# Sezione del documento
Probabilmente seguirai un addetto al contatto con i clienti per capire anche come si raccolgono le richieste e come queste dovranno essere elaborate in agenzia per poi proporre l'idea al cliente e, sopratutto, venderla.
Ora distruggerò qualche Tuo sogno dicendoTi che, anche se magari i caffè verranno portati in sala riunione dalle segretarie e non da Te (ma non ci sarebbe alcun male se ciò avvenisse), probabilmente Ti verrà chiesto con la massima naturalezza di fare lavori di manovalanza da ufficio. Alcuni rimangono offesi da queste richieste; altri si sentono umiliati e se ne vanno. Ma, credimi, tutti hanno iniziato così ed i più grandi hanno trovato anche in queste mansioni poco importanti uno spunto per dimostrare a se stessi d'essere bravi. Molti, riandando ai tempi dei loro esordi, ricordano quei momenti come un periodo di esperienze che solo dopo anni si sono rilevate utili.
Segui quindi tutto e tutti. Fai domande, fissaTi in mente le risposte. Cerca di capire perchè le cose vengono fatte nei modi in cui son fatte. Potrai non essere d'accordo ma se non Ti viene chiesto un parere, non dirlo. Avrai modo successivamente di capire, da solo, se quanto pensavi Tu era giusto o meno.

# Blocco dati
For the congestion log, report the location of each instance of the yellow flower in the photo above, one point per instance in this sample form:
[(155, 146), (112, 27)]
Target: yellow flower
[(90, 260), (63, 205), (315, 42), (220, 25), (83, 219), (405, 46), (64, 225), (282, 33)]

# Completa quanto segue
**1.** Secondo la sezione del documento, chi porterà magari i caffè in sala riunione?
**2.** Stampa il passo della sezione del documento compreso tra "Probabilmente seguirai un" e "e, sopratutto, venderla.", estremi inclusi.

# Soluzioni complete
**1.** Le segretarie.

**2.**
Probabilmente seguirai un addetto al contatto con i clienti per capire anche come si raccolgono le richieste e come queste dovranno essere elaborate in agenzia per poi proporre l'idea al cliente e, sopratutto, venderla.